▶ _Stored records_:
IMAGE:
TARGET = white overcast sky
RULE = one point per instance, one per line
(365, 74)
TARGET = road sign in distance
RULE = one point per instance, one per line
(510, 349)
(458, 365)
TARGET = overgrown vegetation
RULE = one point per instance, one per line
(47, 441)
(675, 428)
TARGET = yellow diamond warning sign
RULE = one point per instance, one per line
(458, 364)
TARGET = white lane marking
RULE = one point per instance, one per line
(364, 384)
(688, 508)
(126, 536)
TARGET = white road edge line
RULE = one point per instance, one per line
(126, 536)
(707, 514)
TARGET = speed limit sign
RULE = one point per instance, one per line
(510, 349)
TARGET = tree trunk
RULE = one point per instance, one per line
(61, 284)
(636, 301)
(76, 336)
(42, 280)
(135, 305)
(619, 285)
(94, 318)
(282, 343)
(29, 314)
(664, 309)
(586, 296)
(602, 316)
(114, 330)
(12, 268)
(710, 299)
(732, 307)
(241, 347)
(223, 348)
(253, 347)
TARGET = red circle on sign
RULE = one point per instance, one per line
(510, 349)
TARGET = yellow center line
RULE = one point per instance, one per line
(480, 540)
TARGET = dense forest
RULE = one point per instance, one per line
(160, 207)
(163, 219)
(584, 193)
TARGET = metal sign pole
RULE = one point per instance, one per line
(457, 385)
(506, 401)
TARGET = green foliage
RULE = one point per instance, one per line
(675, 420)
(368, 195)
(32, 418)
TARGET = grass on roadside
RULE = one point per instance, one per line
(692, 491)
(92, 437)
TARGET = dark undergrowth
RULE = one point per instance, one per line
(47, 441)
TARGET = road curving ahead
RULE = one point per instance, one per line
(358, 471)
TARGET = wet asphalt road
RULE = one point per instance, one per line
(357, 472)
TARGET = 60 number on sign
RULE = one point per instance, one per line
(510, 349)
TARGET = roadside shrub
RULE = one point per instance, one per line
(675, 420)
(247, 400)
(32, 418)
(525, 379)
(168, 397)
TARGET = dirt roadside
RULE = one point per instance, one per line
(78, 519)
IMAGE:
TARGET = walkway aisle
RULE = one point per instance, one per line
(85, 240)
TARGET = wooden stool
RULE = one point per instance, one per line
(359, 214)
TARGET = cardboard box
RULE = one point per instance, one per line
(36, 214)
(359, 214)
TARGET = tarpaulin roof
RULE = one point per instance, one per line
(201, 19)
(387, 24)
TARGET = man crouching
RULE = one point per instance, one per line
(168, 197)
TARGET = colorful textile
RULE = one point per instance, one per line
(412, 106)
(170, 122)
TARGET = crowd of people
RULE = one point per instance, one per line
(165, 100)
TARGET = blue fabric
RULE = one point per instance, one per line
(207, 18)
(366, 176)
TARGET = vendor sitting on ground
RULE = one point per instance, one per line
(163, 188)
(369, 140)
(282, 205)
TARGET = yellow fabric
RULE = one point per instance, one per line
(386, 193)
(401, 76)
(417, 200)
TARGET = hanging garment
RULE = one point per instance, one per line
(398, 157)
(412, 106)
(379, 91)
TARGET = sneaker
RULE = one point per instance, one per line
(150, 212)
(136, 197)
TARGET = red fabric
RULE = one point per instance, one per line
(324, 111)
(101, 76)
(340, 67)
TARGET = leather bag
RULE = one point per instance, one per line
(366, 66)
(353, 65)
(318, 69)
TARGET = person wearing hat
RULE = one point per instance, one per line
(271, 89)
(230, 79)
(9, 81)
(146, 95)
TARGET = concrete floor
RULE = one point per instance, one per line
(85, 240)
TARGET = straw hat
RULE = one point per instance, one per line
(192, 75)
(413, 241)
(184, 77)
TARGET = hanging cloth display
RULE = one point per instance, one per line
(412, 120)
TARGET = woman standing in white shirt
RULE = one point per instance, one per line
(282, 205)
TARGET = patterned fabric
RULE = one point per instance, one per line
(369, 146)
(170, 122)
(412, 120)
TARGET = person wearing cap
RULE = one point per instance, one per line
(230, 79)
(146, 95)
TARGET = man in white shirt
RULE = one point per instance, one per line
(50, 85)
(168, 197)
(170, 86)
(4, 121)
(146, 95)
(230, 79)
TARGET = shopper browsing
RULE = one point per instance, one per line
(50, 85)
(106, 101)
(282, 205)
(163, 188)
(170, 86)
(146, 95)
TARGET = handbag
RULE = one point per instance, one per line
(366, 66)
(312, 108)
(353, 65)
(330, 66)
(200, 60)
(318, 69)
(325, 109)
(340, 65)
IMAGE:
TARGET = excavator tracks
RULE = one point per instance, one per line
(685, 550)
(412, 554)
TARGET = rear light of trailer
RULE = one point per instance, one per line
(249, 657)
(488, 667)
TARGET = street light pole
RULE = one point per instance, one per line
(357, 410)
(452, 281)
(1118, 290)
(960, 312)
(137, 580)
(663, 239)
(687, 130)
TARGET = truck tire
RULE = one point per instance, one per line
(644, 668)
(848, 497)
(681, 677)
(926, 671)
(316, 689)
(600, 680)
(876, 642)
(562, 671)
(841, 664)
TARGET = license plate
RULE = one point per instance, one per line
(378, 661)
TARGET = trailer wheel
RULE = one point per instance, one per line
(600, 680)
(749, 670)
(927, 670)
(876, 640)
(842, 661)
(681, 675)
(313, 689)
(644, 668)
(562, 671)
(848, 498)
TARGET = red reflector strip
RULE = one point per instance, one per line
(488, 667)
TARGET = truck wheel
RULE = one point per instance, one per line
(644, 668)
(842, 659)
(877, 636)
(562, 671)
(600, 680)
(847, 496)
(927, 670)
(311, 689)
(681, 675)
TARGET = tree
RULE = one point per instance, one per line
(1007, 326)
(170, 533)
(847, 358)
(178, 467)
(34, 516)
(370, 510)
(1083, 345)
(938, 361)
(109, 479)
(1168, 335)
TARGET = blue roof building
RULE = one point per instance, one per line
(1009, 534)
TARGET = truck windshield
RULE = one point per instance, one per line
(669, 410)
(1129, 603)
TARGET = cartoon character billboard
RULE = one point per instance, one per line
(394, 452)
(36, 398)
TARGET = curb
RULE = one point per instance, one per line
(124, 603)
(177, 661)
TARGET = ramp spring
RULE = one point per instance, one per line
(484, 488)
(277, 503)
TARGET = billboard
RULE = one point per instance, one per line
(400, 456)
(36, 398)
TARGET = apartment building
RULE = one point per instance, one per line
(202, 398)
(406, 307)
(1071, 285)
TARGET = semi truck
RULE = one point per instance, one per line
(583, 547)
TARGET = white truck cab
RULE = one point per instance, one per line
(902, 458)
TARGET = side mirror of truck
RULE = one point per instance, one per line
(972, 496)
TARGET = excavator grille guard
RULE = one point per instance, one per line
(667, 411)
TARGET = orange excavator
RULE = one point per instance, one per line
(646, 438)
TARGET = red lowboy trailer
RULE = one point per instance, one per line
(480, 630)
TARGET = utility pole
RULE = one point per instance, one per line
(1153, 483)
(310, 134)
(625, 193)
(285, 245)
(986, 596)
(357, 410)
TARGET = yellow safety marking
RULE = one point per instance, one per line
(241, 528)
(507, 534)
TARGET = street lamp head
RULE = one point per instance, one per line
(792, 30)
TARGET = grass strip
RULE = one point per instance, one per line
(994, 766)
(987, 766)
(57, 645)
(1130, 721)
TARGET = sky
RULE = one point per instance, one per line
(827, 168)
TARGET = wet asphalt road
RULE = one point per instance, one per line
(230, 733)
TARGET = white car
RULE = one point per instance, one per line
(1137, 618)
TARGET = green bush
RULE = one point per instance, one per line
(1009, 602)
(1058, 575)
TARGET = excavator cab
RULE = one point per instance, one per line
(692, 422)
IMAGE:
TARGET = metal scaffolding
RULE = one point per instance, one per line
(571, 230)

▶ _What the task asks_: Give every line of the material again, exactly as it reads.

▶ _Full solution_:
IMAGE:
TARGET = white overcast sky
RULE = one point per instance, one per line
(365, 74)
TARGET = road sign in distance
RULE = one point per instance, one per line
(510, 349)
(458, 365)
TARGET = overgrown vegetation
RULE = one point per instance, one per line
(47, 441)
(675, 428)
TARGET = yellow diamond warning sign
RULE = one point per instance, one per line
(458, 364)
TARGET = white lane marking
RULE = one point per instance, one per line
(364, 384)
(688, 508)
(126, 536)
TARGET = white road edge line
RULE = one point per instance, one per line
(126, 536)
(707, 514)
TARGET = speed limit sign
RULE = one point per instance, one per line
(510, 349)
TARGET = tree trunk
RULE = one point per instance, one per line
(61, 284)
(636, 301)
(76, 336)
(42, 280)
(135, 305)
(619, 285)
(94, 318)
(282, 343)
(29, 314)
(664, 309)
(586, 296)
(602, 316)
(114, 330)
(12, 268)
(710, 299)
(732, 307)
(241, 347)
(223, 348)
(253, 347)
TARGET = red circle on sign
RULE = one point per instance, one per line
(510, 349)
TARGET = yellow center line
RULE = one point per instance, one per line
(480, 540)
TARGET = dense forest
RULE = one point per instance, one per line
(160, 207)
(163, 219)
(584, 193)
TARGET = metal sign pole
RULE = one point per instance, one per line
(457, 385)
(506, 401)
TARGET = green foliage
RULE = one point per instance, one per line
(675, 420)
(368, 195)
(32, 418)
TARGET = grass on roadside
RULE = one point per instance, one per line
(692, 491)
(92, 437)
TARGET = dark undergrowth
RULE = one point per instance, one per line
(47, 441)
TARGET = road curving ahead
RULE = one point per instance, one per line
(358, 471)
TARGET = wet asphalt road
RULE = one point per instance, one per line
(357, 472)
TARGET = 60 number on sign
RULE = one point per instance, one per line
(510, 349)
TARGET = roadside shrub
RULE = one point per instance, one per line
(675, 420)
(247, 400)
(32, 418)
(525, 379)
(168, 397)
TARGET = dirt roadside
RULE = one point per instance, one per line
(78, 519)
IMAGE:
TARGET = walkway aisle
RULE = one point per instance, one per line
(85, 240)
TARGET = wooden stool
RULE = one point per instance, one per line
(359, 214)
TARGET = cardboard box
RULE = one point per instance, one per line
(36, 214)
(359, 214)
TARGET = tarpaulin roof
RULE = one point per instance, one per line
(201, 19)
(387, 24)
TARGET = man crouching
RULE = one point per instance, one per line
(168, 197)
TARGET = colorful textile
RULE = one point per instance, one per line
(412, 106)
(170, 122)
TARGET = crowd of people
RULE = one point per instance, one per line
(165, 100)
TARGET = blue fabric
RULE = one point per instance, one per line
(207, 18)
(366, 176)
TARGET = vendor sitting on ground
RULE = one point per instance, one per line
(163, 188)
(369, 140)
(282, 205)
TARGET = yellow fabric
RULE = one point per instance, one per line
(386, 193)
(401, 76)
(417, 200)
TARGET = hanging garment
RULE = one point per instance, one per line
(398, 157)
(412, 106)
(379, 91)
TARGET = sneaker
RULE = one point per instance, one per line
(150, 212)
(136, 197)
TARGET = red fabric
RULE = one point per instance, one per line
(324, 111)
(101, 76)
(340, 67)
TARGET = leather bag
RULE = one point per instance, one per line
(366, 66)
(353, 65)
(318, 69)
TARGET = person wearing hat
RULE = one point per instance, one per line
(271, 89)
(230, 79)
(9, 81)
(146, 95)
TARGET = concrete floor
RULE = one point per instance, one per line
(85, 240)
TARGET = straw hat
RULE = one point per instance, one per line
(192, 75)
(413, 241)
(184, 77)
TARGET = hanging cloth display
RULE = one point per instance, one per line
(412, 120)
TARGET = woman standing in white shirt
RULE = one point per instance, one per line
(282, 205)
TARGET = patterned fabric
RULE = one point per instance, one per line
(369, 146)
(170, 122)
(412, 120)
TARGET = person wearing cap
RULE = one point per instance, one per line
(230, 79)
(146, 95)
TARGET = man in white shirt
RULE = one point per instance, one per line
(50, 85)
(168, 197)
(170, 86)
(4, 121)
(146, 95)
(230, 79)
TARGET = shopper browsing
RULE = one point per instance, one per line
(50, 85)
(106, 101)
(282, 205)
(163, 188)
(170, 86)
(146, 95)
TARGET = handbag
RULE = one point per instance, one per line
(366, 66)
(312, 108)
(353, 65)
(330, 66)
(200, 60)
(318, 69)
(325, 109)
(340, 65)
IMAGE:
TARGET = excavator tracks
RULE = one point per instance, one per line
(685, 550)
(412, 554)
TARGET = rear light of trailer
RULE = one point per instance, one per line
(249, 657)
(488, 667)
TARGET = street light pole
RULE = one point per instance, one per line
(357, 410)
(452, 281)
(1118, 290)
(960, 312)
(137, 580)
(663, 239)
(687, 130)
TARGET = truck tire
RULE = one point per instance, one per line
(644, 668)
(848, 497)
(681, 677)
(926, 671)
(316, 689)
(600, 680)
(876, 642)
(562, 671)
(841, 664)
TARGET = license plate
RULE = one point per instance, one per line
(378, 661)
TARGET = trailer wheel
RULE = one point per instance, one per line
(600, 680)
(749, 670)
(927, 670)
(876, 640)
(842, 661)
(681, 675)
(313, 689)
(644, 668)
(562, 671)
(848, 498)
TARGET = red reflector strip
RULE = one point per instance, one per line
(488, 667)
TARGET = truck wheel
RULE = one point per instance, one per line
(644, 668)
(842, 659)
(877, 636)
(562, 671)
(600, 680)
(847, 496)
(927, 670)
(311, 689)
(681, 675)
TARGET = tree
RULE = one point per instance, one per line
(1007, 326)
(170, 533)
(847, 358)
(178, 467)
(34, 516)
(370, 510)
(1083, 345)
(938, 361)
(109, 479)
(1168, 335)
TARGET = blue roof building
RULE = one point per instance, one per line
(1009, 534)
TARGET = truck windshield
RULE = one point per instance, one per line
(669, 410)
(1129, 603)
TARGET = cartoon character billboard
RULE = one point per instance, one per line
(394, 452)
(36, 398)
TARGET = curb
RULE = one point per instance, one per line
(124, 603)
(177, 661)
TARGET = ramp spring
RULE = one point per instance, one per line
(484, 488)
(277, 503)
TARGET = billboard
RULE = one point per instance, one per line
(400, 456)
(36, 398)
TARGET = apartment building
RULE = one point per instance, one per line
(202, 398)
(406, 307)
(1071, 285)
TARGET = semi truck
RULE = one point per instance, one per line
(583, 547)
TARGET = white truck cab
RULE = one point per instance, one per line
(902, 458)
TARGET = side mirror of truck
RULE = one point per instance, one per line
(972, 496)
TARGET = excavator grille guard
RULE = one point per instance, one per line
(667, 411)
TARGET = orange excavator
RULE = one point per instance, one per line
(646, 438)
TARGET = red lowboy trailer
RULE = one point per instance, one per line
(480, 630)
TARGET = utility pole
RULE = one point per instance, one per line
(1153, 483)
(310, 134)
(625, 193)
(285, 245)
(986, 596)
(357, 410)
TARGET = yellow safety marking
RULE = one point per instance, one per line
(241, 528)
(507, 534)
TARGET = street lamp head
RULE = one point per instance, one per line
(792, 30)
TARGET = grass strip
RULE = one point per instance, one per line
(994, 766)
(987, 766)
(57, 645)
(1130, 721)
TARGET = sky
RULE = one point per instance, one per line
(827, 168)
TARGET = wet asphalt road
RULE = one point per instance, one per line
(230, 733)
TARGET = white car
RULE = one point per instance, one per line
(1137, 618)
TARGET = green bush
RULE = one point per instance, one per line
(1009, 602)
(1058, 575)
TARGET = excavator cab
RULE = one point per instance, one per line
(692, 422)
IMAGE:
TARGET = metal scaffolding
RULE = one point per instance, one per line
(571, 230)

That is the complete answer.